:: Extracted text ::

Despite a mild acrophobia, my lust for rooftop escapades has been constant throughout my life. This paradoxical affinity may stem from evolutionary instincts—trees offer sanctuary, and high ground provides tactical advantages. Whatever the reason, a rooftop posture is a favorite means to be high, mild fear notwithstanding.

In one startup's rapid expansion, we acquired the majority tenancy of a top-floor office suite for our 50-person team. As is standard protocol, I swiftly located and liberated myself to the roof through a 3-foot opening hidden on our floor. The view was a panoramic vista of mountains in one direction and downtown in the other—a perfect intermediate.

As a fan of anything clandestine and working for a team that shared these values, the roof soon became a sanctuary for "select" team members. We would host afternoon libations, indulge in smoking (tobacco for me, an old habit I kicked), and engage in other activities best kept to in-person conversation.

Our rooftop society continued unabated for months, building maintenance turning a blind eye to our appropriation of this windy domain. Then, one day, across the road, an enigmatic obsidian monolith of a building decided to awaken. Until that day, the ominous post-modern cube across the street was largely ignored.

The turning point came abruptly during one of our frequent gatherings. One of our sales guys (who served in the Army and Air Force, making him a butt of jokes with all the other former military men on the team) banged on the door to the roof.

Looking down through the hatch, I could see he was visibly uncomfortable, and his look of urgency drew us inside to a cramped janitor's closet.

Once off the roof, he divulged that the neighboring dark cube of a building housed an FBI field office. Having an FBI dispatch so close was not a surprise because we were very close to the Denver Federal Center, the second largest federal facility after Washington, DC, with 670,000 acres of land that formed a complete town.

On that particular day, a high-profile visitor—later identified as Condoleezza Rice—solicited heightened security measures in our locale. Whether Secret Service or FBI snipers were involved remains unclear, but we were suddenly unsafe. Our traditions had placed us in the crosshairs of a sniper team on a protection detail.

:::

= Task instructions =
1. List every proper name of a person, place, or organization that appears in the rooftop account, in the order each first appears.
2. Carry on the rooftop account from the point where it ends.

:: Entries provided ::

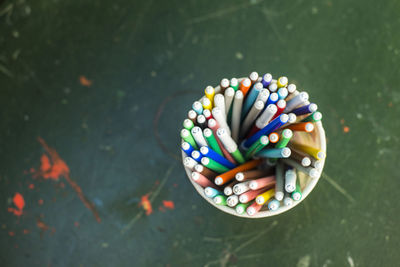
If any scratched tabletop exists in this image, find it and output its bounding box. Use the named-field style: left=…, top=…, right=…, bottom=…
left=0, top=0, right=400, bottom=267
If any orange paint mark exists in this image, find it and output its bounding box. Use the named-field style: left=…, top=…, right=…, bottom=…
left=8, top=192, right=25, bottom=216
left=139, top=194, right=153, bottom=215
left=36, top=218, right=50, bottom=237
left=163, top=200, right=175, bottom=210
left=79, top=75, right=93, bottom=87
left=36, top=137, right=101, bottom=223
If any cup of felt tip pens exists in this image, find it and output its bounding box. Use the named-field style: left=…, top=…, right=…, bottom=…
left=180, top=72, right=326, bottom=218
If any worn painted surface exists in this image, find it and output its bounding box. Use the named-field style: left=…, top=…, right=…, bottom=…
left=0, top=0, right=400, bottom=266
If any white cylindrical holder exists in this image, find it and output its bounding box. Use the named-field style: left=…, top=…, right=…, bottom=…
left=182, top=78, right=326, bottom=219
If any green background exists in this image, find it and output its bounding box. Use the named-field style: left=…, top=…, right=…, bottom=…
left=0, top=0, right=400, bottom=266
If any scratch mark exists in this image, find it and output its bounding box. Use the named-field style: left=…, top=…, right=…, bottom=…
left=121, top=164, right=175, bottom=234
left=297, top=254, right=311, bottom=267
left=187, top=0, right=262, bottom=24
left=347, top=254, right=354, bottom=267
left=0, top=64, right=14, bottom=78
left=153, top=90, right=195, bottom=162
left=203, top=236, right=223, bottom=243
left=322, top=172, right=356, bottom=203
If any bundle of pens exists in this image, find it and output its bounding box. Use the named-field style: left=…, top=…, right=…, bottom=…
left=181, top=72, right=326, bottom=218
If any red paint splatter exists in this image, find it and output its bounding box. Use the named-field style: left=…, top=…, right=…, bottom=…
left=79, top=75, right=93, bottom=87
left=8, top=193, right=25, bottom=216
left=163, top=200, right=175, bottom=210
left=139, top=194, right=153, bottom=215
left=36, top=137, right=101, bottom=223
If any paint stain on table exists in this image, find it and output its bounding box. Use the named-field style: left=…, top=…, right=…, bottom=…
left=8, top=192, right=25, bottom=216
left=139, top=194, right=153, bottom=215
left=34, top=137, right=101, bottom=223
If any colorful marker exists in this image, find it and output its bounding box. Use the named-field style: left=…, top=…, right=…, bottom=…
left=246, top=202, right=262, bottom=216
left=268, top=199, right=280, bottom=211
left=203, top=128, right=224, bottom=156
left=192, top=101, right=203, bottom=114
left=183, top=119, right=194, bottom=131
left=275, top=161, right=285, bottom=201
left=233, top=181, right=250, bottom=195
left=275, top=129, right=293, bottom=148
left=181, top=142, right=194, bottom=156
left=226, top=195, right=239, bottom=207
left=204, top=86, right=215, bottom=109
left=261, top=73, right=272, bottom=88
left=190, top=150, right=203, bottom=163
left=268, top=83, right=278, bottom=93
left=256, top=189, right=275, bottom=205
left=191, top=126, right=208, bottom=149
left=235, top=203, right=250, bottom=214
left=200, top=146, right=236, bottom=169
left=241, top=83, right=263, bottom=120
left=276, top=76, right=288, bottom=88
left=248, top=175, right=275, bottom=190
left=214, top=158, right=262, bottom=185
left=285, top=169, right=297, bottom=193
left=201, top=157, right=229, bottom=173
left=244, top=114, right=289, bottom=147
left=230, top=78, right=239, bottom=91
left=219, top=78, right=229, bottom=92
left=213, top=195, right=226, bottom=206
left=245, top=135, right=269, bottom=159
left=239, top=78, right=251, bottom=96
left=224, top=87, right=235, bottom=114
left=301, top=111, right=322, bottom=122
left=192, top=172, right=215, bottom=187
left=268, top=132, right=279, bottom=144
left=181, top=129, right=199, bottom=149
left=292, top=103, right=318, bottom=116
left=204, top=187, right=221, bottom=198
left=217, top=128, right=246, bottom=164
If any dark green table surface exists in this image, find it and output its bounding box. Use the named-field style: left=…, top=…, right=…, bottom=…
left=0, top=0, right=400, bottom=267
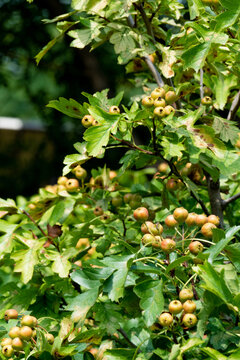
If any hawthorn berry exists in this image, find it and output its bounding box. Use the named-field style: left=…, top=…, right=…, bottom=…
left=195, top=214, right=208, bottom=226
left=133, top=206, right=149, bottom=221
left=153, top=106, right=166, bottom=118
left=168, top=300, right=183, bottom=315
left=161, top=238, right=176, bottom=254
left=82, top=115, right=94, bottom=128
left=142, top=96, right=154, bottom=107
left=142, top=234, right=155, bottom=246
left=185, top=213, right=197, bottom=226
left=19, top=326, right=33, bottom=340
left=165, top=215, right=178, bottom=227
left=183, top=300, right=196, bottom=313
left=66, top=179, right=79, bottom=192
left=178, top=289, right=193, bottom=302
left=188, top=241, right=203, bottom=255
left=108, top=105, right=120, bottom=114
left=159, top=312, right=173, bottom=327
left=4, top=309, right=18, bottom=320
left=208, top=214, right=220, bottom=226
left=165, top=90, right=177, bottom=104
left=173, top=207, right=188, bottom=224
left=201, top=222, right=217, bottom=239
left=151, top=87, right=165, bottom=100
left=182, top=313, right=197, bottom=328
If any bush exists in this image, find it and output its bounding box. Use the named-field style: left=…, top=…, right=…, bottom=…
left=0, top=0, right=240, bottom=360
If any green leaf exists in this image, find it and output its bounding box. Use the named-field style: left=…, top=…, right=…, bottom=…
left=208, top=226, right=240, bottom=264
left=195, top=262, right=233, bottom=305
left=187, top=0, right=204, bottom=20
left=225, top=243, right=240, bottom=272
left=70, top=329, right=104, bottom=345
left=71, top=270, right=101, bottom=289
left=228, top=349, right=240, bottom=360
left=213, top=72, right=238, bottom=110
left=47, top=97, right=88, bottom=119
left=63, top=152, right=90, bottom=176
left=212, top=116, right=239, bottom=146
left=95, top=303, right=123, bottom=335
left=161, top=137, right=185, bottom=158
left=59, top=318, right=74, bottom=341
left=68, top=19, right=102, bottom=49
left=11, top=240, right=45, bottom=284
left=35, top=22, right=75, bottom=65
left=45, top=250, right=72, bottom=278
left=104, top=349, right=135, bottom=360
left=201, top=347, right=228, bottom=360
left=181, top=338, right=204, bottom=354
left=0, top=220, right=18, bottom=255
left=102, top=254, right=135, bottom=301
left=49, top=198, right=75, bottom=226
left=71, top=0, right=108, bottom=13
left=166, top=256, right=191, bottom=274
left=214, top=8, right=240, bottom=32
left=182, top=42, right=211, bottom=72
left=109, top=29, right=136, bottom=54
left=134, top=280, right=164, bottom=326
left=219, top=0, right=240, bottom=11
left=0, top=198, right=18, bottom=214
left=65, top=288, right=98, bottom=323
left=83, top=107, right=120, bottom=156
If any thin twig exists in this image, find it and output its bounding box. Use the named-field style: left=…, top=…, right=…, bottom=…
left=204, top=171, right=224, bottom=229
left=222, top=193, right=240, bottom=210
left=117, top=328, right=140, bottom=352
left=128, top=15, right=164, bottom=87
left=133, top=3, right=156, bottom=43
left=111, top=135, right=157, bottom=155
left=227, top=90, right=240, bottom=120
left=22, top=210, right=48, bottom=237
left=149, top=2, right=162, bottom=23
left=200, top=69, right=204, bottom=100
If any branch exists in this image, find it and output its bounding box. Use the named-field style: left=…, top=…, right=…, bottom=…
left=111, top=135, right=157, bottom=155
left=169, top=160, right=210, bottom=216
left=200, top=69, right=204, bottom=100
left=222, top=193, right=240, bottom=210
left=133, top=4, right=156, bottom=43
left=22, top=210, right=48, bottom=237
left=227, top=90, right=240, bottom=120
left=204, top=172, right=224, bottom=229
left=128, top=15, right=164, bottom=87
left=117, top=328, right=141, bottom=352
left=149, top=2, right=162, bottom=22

:::

= Results of the tasks =
1. Army, Air Force, FBI, Denver Federal Center, Washington, DC, Condoleezza Rice, Secret Service

2.
condi

Given our current political landscape at the end of 2024, any urge to research protection details and protocols for high-value federal officials continues to be ignored.

Would the FBI or US Secret Service call over and request us inside? Would a contingency of spooks visit us? We were about one block away, so anything was on the table. Or would we have been made holy, I mean holey, by long-range cordless hole punchers?

What would the resolution have been if we had stayed on the roof?

Maybe one day, I will have a beer with a USSS sniper and learn a little more.

Lessons and Considerations

Stay Frosty

Lesson 1 is to stay frosty or be ready to "go with the flow." In no uncertain terms, an FBI contingent showing up to the office would have been bad mojo. There were numerous fragile people on the team, and that type of "what did you get into now" scenario would not be welcome.

Nor would getting shot at, something I have narrowly escaped several times in my life, be a good outcome.

Staying frosty is a term I picked up from intelligence people, which means you want to be aware of your surroundings and be ready physically and mentally to react to whatever may be at hand.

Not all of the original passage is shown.